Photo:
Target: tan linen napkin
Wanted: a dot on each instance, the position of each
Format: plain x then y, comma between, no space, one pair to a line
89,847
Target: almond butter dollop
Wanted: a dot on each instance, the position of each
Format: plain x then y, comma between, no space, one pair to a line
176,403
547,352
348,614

---

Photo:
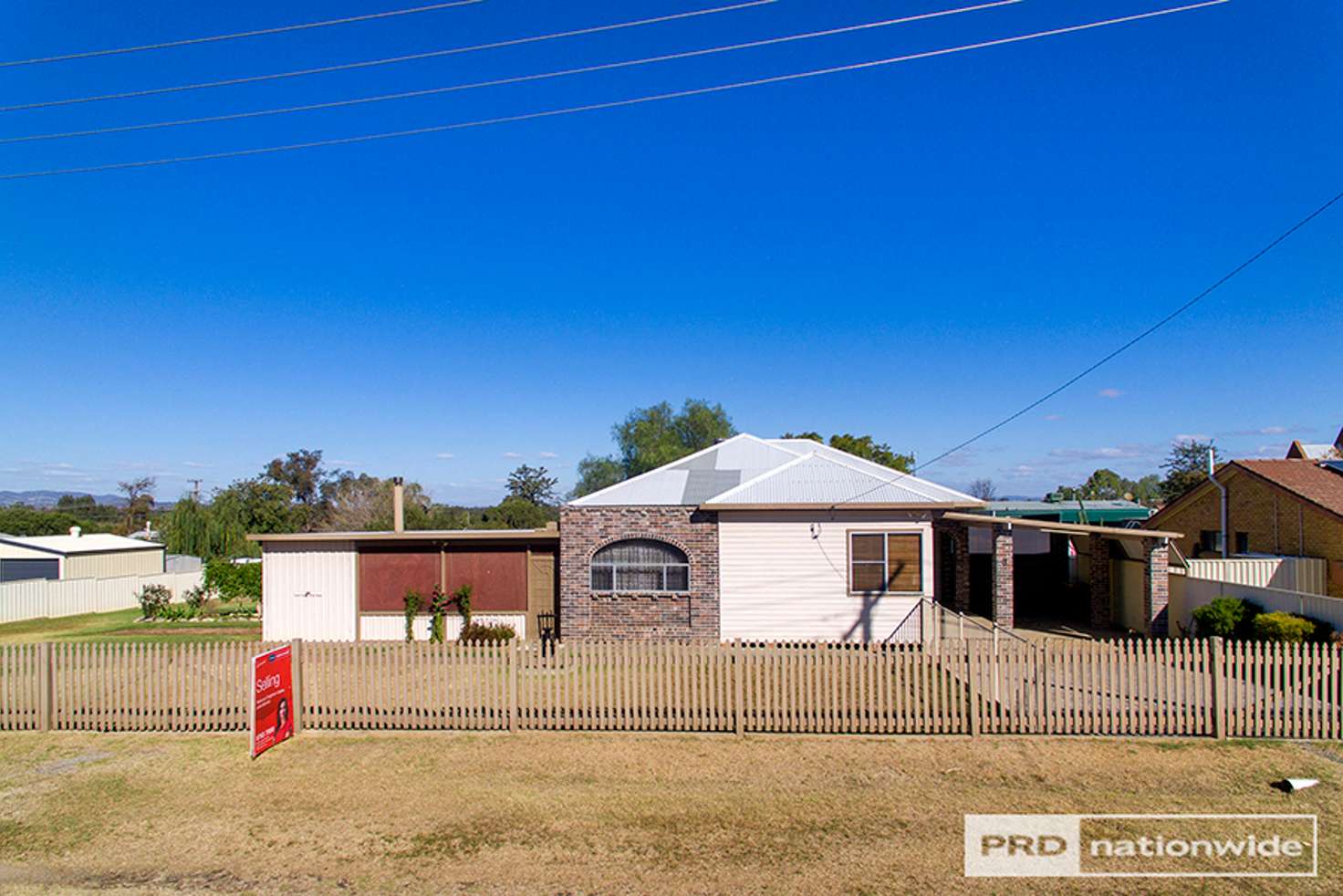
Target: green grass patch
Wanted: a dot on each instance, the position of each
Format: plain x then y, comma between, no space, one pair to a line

◆ Problem requirements ◆
Pull out each line above that contains the word "Target" and list those lines in their original order.

◆ Answer in full ◆
Target: tan linen napkin
Target: almond butter dollop
Target: green grass patch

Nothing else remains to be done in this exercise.